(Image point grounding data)
================
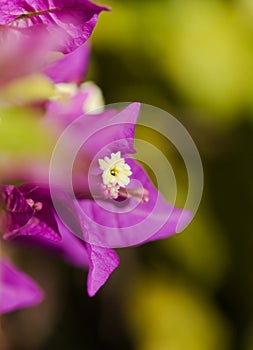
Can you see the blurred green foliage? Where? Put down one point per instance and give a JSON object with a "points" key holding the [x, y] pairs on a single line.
{"points": [[193, 291]]}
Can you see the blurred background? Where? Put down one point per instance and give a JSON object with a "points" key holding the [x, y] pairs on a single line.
{"points": [[192, 291]]}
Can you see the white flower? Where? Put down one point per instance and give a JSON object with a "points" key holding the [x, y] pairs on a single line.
{"points": [[115, 171]]}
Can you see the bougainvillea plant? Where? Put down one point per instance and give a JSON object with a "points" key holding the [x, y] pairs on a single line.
{"points": [[104, 169]]}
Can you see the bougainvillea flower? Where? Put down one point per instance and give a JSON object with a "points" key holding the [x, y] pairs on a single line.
{"points": [[71, 67], [109, 213], [77, 18], [17, 290], [22, 213]]}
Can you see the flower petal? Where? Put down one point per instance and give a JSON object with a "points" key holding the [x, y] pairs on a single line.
{"points": [[131, 222], [18, 212], [17, 290], [102, 262], [77, 18], [71, 67]]}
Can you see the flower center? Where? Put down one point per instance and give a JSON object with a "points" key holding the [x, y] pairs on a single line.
{"points": [[116, 173], [116, 176]]}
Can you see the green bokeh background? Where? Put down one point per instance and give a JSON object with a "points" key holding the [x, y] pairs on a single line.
{"points": [[193, 291]]}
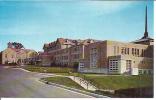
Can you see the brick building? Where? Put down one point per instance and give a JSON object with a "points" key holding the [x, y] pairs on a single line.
{"points": [[108, 57]]}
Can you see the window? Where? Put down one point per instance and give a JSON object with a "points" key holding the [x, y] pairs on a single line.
{"points": [[118, 50], [127, 50], [113, 65], [93, 57], [132, 51], [114, 50], [5, 55], [128, 64], [122, 50], [140, 71], [138, 52]]}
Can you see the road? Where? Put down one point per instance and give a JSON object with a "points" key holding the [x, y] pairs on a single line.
{"points": [[17, 83]]}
================
- **WORK ITEM**:
Return every entry above word for word, leaving pictures out.

- **FINAL ANSWER**:
Can you see the blurred green foliage? Where? Put down one point per instance and give a JSON object with a "points" key holding the [x, y] pairs on a single line.
{"points": [[193, 291]]}
Can you see the blurred background? Where? Put down one point per instance and give a JSON object with a "points" key holding the [x, y] pairs on a single line.
{"points": [[192, 291]]}
Can you see the white flower? Where? Put down one point per instance and give a JSON object with a "points" key holding the [x, y] pairs on a single line.
{"points": [[115, 171]]}
Can you see the bougainvillea plant? Where? Put down one point per instance and give a JSON object with a "points" key holding the [x, y] pairs on a single line.
{"points": [[104, 169]]}
Can you see the bougainvillea flower? Where? Put down one point per instance and give a JSON object with a "points" key holding the [x, y] pairs on a single line.
{"points": [[71, 67], [109, 213], [77, 18], [17, 290], [22, 213]]}
Can you see the flower petal? Where? Put down one point per instance and give a JSON object with a "points" key holding the [x, y] pairs on a single line.
{"points": [[131, 222], [18, 212], [17, 290], [102, 262], [77, 18], [71, 67]]}
Can you see the flower center? Where? Put down one point per instance and give a JSON object with a "points" key holding the [x, y] pairs on a single line.
{"points": [[116, 173], [116, 176]]}
Can you see the green bokeh background? Where? Put down one point per instance and give a JSON object with a "points" key holding the [x, y] pairs on a single line.
{"points": [[193, 291]]}
Can you see the brick building? Where? Put down one point per instance and give a JSON object with a "points" key holding the [x, y] pairs on a single line.
{"points": [[108, 57]]}
Can you see the window? Where? Put down one point per instance and give a JSON object with a "points" key holding the [x, y] pairs on a single line.
{"points": [[118, 50], [127, 50], [113, 65], [93, 57], [132, 51], [114, 50], [5, 55], [128, 64], [122, 50], [140, 71], [138, 52]]}
Can you see the road? Where? Put down one point per instance and give a JSON object with a "points" key holding the [x, y] pairs on a single line.
{"points": [[17, 83]]}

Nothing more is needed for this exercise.